_Source extract_
▬▬▬▬▬▬▬▬▬▬
Python – Remove Similar Rows from Tuple Matrix

Sometimes, while working with Tuple Matrix, we can have a problem in which we get lots of data, which are similar, i.e elements are same in rows, just the ordering of tuples is different, it’s sometimes, desired to get them removed. This kind of problem can have application in domains such as web development and day-day programming. Let’s discuss certain ways in which this task can be performed.

Input : test_list = [[(4, 5), (3, 2)], [(3, 2), (4, 5)], [(3, 2), (4, 5)]]
Output : {((4, 5), (3, 2))}

Input : test_list = [[(4, 6), (3, 2)], [(3, 2), (4, 5)], [(3, 2), (4, 5)]]
Output : {((3, 2), (4, 6)), ((4, 5), (3, 2))}

Method #1: Using set() + tuple() + sorted() + list comprehension The combination of above functions can be used to solve this problem. In this, we first, perform the sorting, and then convert the rows to set, which automatically removes the duplicates.
▬▬▬▬▬▬▬▬▬▬
_Goals_
A. In the extract on removing similar rows from a tuple matrix, which application domains does it name for this problem?
B. Take the records from the line that has "target | blue parking sign" through the end of the records, and write those lines out again with "jacket" swapped for "coat", changing nothing else.

_Raw records_
▬▬▬▬▬▬▬▬▬▬
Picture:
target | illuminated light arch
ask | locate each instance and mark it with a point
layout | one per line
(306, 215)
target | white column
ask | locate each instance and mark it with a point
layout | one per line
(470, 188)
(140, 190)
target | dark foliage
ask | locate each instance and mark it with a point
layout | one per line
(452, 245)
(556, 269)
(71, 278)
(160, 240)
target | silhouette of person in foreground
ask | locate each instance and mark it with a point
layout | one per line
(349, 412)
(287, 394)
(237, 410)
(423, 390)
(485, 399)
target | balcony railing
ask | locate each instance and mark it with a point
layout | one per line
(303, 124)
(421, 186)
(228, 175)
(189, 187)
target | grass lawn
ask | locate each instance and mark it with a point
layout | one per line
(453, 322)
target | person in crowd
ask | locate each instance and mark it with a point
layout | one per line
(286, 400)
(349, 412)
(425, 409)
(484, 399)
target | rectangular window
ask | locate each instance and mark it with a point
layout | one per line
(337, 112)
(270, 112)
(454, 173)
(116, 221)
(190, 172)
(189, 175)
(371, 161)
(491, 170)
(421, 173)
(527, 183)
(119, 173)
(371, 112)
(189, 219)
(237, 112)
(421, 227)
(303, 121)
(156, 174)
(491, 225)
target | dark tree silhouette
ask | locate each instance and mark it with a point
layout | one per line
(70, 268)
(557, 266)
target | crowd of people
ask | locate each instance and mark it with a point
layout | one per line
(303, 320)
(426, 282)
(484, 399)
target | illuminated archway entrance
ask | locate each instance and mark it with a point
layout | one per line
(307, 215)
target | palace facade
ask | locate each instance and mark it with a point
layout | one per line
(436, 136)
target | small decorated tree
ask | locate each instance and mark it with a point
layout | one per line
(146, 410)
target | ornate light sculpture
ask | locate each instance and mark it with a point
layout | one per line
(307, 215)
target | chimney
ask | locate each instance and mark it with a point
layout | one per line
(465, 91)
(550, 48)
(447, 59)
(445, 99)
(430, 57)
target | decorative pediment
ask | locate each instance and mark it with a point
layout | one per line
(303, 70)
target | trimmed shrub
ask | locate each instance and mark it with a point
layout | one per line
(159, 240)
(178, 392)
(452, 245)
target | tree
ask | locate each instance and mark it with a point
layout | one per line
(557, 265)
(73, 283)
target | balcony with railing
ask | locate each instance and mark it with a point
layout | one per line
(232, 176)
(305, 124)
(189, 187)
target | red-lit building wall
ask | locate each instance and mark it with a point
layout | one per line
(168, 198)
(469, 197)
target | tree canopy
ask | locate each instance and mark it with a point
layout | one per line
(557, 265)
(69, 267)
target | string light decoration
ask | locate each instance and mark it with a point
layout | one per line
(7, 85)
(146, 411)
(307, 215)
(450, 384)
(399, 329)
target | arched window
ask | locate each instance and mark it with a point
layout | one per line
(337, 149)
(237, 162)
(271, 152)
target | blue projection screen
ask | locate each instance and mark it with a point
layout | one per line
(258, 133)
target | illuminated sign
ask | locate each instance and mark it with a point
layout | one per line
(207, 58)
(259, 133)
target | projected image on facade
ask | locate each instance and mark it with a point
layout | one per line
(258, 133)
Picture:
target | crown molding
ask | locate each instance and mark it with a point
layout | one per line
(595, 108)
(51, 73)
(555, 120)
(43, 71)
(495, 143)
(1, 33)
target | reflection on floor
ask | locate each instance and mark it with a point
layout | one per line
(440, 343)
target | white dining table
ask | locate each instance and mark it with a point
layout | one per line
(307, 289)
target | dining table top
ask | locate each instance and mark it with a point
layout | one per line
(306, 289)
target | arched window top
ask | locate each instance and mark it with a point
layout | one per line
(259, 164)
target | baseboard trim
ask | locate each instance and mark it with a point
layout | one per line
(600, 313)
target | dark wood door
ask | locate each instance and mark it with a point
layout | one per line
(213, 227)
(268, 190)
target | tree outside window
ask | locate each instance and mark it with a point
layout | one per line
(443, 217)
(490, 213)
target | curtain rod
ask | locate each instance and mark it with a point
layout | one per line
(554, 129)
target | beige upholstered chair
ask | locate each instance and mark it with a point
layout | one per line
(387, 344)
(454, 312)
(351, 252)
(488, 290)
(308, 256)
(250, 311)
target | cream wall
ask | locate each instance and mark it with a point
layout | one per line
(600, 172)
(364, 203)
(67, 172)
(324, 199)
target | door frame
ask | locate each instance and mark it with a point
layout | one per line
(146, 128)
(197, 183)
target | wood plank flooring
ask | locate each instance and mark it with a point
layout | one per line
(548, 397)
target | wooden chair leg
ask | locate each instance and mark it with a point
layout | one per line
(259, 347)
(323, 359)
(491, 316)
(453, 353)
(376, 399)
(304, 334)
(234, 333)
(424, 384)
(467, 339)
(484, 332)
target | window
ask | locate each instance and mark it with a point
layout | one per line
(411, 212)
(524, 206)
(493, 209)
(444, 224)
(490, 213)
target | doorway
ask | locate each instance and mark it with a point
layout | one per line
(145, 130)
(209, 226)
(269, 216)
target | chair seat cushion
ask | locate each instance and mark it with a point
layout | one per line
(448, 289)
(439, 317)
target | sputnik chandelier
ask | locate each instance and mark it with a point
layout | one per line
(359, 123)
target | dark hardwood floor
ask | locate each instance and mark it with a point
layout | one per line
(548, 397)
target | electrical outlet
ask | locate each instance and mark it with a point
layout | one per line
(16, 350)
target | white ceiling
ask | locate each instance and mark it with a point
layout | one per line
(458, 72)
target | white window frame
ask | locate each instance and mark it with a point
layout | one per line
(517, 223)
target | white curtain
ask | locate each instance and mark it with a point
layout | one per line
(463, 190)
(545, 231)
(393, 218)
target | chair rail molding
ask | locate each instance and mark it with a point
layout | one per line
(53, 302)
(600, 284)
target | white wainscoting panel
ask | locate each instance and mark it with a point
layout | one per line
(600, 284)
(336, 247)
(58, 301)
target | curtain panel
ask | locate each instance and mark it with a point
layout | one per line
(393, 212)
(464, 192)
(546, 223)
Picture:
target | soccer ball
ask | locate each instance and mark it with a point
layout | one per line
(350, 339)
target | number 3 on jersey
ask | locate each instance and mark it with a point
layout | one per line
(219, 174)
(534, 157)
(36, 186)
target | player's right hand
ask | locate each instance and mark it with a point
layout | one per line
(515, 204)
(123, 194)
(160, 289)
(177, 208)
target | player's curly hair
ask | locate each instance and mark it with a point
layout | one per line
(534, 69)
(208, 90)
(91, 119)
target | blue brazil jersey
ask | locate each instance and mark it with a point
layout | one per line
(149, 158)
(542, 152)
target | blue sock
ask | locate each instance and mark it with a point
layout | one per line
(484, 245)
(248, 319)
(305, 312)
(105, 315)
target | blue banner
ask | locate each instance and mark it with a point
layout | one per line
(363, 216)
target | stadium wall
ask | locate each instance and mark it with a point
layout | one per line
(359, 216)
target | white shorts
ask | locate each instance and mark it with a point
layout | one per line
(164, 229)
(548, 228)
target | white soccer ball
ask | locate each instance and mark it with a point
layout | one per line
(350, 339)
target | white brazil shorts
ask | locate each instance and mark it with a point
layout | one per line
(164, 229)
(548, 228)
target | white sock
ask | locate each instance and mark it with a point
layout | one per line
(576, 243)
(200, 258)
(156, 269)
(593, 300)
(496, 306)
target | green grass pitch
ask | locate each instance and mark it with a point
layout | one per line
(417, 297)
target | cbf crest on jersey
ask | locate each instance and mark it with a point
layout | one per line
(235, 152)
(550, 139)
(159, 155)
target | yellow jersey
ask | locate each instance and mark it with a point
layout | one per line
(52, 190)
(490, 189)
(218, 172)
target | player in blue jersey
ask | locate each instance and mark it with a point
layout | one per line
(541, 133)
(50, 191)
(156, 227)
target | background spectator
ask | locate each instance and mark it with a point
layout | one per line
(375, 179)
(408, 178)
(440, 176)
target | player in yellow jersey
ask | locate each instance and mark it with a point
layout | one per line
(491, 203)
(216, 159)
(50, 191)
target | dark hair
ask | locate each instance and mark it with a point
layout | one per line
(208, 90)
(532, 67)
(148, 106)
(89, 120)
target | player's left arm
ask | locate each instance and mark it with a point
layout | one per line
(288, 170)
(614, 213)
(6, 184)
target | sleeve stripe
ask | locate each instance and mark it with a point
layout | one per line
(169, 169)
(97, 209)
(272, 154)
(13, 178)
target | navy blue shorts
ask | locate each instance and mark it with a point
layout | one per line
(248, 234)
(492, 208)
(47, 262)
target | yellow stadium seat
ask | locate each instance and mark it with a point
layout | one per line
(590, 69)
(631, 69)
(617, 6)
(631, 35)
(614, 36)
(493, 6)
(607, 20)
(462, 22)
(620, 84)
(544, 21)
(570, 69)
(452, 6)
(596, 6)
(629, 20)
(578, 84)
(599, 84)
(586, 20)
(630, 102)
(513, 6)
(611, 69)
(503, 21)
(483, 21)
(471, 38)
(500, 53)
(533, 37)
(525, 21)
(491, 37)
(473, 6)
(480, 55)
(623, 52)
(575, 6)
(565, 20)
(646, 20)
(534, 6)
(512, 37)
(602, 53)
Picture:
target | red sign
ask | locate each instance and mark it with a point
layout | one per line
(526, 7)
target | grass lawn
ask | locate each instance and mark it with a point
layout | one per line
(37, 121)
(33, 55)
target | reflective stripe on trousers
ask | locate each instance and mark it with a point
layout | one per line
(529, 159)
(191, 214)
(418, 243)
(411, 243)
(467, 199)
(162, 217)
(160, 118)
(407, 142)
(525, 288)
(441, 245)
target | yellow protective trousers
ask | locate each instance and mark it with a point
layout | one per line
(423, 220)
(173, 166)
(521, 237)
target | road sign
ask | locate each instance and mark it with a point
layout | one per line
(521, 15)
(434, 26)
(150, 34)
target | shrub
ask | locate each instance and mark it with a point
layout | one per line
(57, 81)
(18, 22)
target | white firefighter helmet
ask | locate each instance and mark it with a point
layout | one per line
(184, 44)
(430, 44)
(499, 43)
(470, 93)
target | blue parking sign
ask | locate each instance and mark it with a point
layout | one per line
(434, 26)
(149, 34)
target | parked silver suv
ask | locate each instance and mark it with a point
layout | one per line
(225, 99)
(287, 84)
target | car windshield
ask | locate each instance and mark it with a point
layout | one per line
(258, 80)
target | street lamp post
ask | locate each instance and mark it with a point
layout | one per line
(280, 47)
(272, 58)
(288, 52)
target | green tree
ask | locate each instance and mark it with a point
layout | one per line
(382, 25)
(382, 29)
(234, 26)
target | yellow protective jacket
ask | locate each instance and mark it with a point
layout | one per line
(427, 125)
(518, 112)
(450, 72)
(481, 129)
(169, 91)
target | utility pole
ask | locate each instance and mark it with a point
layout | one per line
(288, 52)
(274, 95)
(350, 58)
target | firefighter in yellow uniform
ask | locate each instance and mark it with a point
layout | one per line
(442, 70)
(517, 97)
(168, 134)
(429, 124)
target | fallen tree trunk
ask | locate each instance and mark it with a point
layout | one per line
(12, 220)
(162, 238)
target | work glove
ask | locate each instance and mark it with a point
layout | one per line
▬▬▬▬▬▬▬▬▬▬
_Expected answers_
A. Web development and day-day programming.

B.
target | blue parking sign
ask | locate each instance and mark it with a point
layout | one per line
(434, 26)
(149, 34)
target | parked silver suv
ask | locate each instance and mark it with a point
layout | one per line
(225, 99)
(287, 84)
target | car windshield
ask | locate each instance and mark it with a point
layout | one per line
(258, 80)
target | street lamp post
ask | locate each instance and mark it with a point
layout | one per line
(280, 47)
(272, 58)
(288, 52)
target | green tree
ask | locate each instance and mark it with a point
layout | one per line
(382, 25)
(382, 29)
(234, 26)
target | yellow protective coat
ask | locate each instance and mark it with a point
layout | one per line
(427, 125)
(518, 112)
(450, 72)
(481, 129)
(169, 91)
target | utility pole
ask | locate each instance and mark it with a point
layout | one per line
(288, 52)
(274, 95)
(350, 58)
target | firefighter in yellow uniform
ask | locate each instance and mark it with a point
layout | one per line
(442, 70)
(517, 97)
(168, 134)
(429, 124)
target | fallen tree trunk
ask | locate each instance and mark it with a point
layout | one per line
(12, 220)
(162, 238)
target | work glove
ask | locate each instance and mark it with a point
layout | one per line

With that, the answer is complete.